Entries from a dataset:
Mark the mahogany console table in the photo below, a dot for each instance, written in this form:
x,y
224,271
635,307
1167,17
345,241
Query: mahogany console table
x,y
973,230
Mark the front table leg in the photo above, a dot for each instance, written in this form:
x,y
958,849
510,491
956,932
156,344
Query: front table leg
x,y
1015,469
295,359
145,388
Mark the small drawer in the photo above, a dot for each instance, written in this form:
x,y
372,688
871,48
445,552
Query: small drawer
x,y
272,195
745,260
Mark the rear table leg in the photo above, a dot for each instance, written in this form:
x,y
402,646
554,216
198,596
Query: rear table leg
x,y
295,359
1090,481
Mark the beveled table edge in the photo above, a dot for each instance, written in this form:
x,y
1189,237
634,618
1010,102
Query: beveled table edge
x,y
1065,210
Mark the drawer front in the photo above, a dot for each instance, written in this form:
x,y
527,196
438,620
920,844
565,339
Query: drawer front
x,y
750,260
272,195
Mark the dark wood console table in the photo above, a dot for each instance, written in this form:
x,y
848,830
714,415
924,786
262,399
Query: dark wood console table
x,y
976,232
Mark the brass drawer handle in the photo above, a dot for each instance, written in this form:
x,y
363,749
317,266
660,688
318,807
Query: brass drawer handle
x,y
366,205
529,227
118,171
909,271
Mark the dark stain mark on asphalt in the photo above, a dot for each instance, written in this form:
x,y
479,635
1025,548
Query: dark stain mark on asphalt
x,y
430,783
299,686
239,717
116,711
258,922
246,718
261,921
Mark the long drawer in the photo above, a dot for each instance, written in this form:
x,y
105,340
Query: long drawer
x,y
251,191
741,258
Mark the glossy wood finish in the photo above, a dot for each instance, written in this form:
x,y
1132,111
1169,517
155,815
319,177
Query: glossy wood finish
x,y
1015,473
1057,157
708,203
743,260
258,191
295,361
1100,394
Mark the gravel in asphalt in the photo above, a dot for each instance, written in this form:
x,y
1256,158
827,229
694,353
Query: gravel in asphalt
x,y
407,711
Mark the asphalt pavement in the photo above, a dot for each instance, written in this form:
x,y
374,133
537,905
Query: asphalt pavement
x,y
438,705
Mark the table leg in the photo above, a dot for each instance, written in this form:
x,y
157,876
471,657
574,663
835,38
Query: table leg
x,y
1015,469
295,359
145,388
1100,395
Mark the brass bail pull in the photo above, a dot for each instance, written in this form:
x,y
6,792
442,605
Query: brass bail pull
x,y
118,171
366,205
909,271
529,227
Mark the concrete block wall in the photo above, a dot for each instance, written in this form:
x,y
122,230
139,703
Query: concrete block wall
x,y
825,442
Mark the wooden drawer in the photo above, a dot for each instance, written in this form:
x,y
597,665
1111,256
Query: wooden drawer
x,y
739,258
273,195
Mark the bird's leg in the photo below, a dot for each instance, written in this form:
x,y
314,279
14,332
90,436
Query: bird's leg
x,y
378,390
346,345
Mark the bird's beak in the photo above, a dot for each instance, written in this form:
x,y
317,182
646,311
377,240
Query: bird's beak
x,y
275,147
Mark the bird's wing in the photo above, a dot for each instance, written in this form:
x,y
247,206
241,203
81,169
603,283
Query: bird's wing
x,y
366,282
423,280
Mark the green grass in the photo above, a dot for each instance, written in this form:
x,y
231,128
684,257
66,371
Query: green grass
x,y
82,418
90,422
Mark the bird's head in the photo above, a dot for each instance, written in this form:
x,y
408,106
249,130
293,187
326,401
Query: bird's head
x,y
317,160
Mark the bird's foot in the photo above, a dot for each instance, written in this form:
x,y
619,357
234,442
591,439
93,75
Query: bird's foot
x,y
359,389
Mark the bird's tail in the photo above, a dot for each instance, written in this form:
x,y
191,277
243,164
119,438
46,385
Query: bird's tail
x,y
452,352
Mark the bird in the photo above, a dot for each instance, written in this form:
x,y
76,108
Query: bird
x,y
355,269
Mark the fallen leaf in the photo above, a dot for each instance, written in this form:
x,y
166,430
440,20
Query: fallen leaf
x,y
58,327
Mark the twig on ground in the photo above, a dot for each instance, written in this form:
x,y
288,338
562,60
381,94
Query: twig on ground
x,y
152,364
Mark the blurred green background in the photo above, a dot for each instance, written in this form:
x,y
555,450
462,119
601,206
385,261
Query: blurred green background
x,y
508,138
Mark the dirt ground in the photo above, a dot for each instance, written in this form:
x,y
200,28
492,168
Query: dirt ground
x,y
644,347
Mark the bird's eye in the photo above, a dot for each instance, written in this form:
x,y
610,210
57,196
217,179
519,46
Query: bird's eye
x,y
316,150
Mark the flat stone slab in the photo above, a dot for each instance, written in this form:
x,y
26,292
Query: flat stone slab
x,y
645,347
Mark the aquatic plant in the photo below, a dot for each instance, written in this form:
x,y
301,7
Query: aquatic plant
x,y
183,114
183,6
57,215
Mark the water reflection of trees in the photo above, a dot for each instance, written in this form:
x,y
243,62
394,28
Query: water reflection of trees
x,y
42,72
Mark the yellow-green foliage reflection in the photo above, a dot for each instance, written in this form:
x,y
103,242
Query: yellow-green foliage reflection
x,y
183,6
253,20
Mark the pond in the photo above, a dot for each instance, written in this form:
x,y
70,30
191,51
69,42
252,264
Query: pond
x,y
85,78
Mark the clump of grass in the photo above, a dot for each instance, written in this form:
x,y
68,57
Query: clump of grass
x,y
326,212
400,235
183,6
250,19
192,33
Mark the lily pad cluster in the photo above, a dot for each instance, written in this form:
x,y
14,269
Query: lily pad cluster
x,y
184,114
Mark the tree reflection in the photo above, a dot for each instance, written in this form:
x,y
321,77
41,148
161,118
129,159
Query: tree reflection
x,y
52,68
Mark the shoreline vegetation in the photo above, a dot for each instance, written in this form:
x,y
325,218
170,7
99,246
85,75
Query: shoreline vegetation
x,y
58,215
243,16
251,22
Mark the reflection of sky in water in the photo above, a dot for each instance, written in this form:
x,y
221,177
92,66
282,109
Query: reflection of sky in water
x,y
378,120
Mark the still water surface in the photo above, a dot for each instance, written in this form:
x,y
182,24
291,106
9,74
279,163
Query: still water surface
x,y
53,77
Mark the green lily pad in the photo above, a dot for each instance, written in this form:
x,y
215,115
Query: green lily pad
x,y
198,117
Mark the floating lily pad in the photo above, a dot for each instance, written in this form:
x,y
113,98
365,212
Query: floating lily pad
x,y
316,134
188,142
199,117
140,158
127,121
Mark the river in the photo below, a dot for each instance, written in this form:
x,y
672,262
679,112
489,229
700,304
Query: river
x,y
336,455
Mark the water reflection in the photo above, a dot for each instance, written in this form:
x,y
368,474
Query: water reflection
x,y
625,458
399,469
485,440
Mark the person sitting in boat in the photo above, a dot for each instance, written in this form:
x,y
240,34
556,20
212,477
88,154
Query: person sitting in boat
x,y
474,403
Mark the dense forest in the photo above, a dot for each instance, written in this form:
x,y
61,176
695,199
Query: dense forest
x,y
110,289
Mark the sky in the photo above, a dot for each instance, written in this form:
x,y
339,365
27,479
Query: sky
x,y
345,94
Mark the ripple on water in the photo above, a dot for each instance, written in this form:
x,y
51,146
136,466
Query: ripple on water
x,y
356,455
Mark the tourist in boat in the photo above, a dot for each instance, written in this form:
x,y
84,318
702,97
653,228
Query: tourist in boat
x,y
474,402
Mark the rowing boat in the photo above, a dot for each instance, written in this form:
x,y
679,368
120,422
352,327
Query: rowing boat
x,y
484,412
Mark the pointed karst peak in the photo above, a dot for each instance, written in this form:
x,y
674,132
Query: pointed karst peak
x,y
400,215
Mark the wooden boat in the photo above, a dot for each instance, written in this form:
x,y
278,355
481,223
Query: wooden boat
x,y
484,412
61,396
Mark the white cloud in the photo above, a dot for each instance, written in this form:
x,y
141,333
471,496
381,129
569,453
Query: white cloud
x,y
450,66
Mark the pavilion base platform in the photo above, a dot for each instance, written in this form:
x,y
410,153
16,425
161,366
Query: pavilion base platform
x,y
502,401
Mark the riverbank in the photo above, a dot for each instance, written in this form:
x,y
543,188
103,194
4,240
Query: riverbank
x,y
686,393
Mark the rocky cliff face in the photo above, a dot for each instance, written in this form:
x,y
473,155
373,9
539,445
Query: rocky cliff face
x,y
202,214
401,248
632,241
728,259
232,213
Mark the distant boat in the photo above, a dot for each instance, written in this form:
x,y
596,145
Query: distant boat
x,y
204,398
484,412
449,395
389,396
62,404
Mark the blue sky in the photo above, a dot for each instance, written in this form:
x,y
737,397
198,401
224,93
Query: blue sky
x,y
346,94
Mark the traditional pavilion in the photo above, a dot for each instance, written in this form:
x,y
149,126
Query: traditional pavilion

- **Task description**:
Rewrite the records from the line containing "Mark the distant" through the end of the records, inclusive, keeping the requests. Add -69 to every coordinate in the answers, and leave the requests and their format samples unchanged.

- **The response**:
Mark the distant boat in the photo above, a dot for each instance, written in this form:
x,y
596,145
Query: distant boat
x,y
135,329
415,343
380,326
320,327
-7,335
Mark the blue sky in the photo above, a dot for each instance, written in this form:
x,y
737,397
198,401
224,93
Query: blue sky
x,y
277,25
Mark the traditional pavilion in the photo above, a dot for each instance, written in this form:
x,y
149,126
Query: traditional pavilion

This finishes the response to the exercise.